**Requirements:** Please report how many lines in the entries below contain the word "observation", counting only matches with the same case. Give the number alone.

**Material provided:**

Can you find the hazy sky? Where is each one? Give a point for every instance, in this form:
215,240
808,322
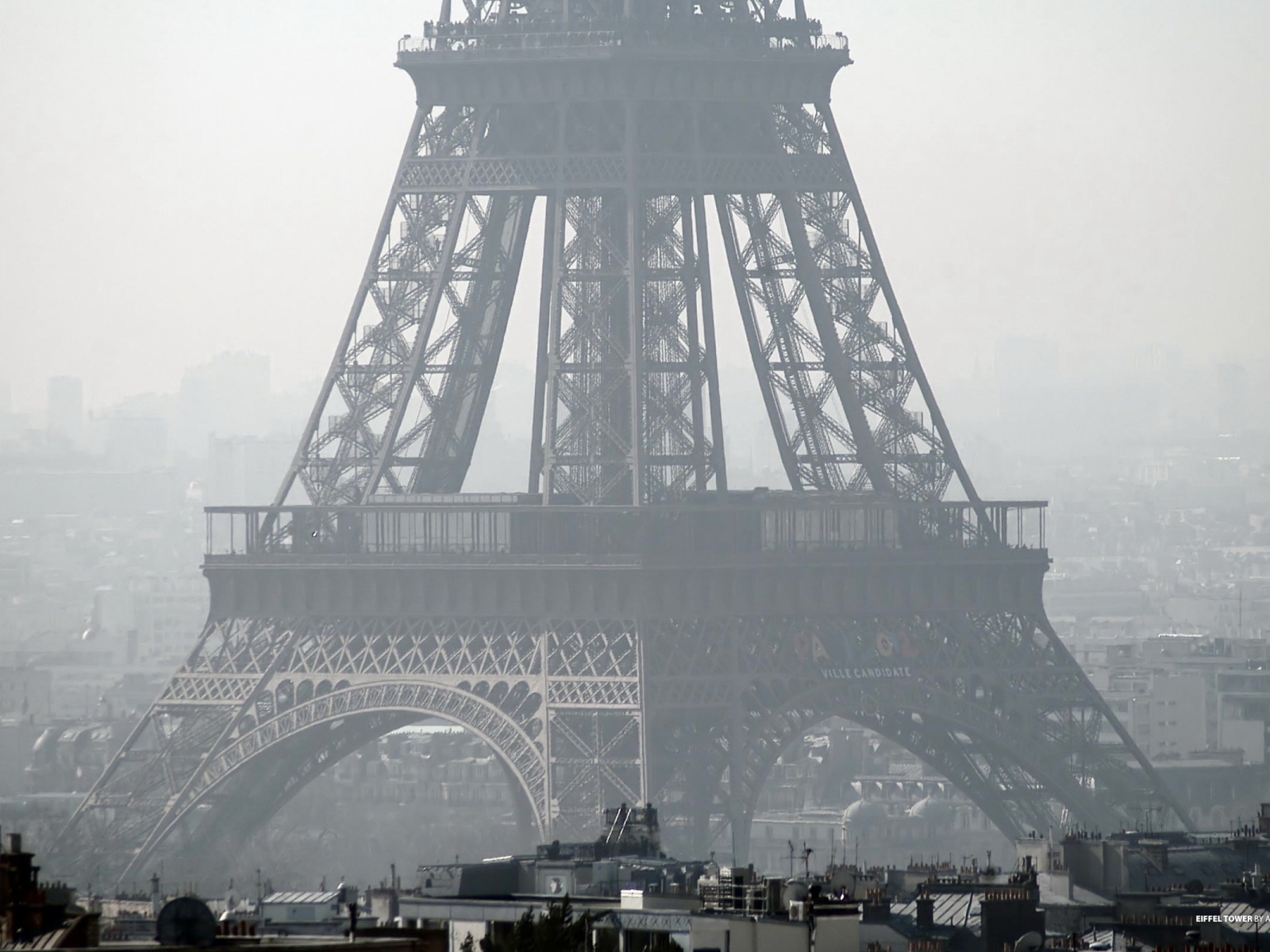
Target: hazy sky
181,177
...
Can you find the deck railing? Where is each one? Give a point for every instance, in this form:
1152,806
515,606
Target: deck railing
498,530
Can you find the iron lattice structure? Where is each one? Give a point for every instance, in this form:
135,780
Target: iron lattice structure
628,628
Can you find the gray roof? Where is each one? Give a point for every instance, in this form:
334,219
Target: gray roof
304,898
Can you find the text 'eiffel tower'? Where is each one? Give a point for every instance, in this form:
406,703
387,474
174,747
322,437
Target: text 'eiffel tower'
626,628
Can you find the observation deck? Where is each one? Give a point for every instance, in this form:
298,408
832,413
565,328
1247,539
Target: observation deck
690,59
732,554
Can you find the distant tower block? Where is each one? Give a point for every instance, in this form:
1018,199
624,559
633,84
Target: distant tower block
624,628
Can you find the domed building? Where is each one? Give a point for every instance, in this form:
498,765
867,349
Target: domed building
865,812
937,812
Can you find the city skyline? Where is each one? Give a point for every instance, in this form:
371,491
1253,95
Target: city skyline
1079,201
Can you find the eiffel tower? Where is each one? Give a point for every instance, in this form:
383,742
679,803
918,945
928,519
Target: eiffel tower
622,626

**Written solution:** 2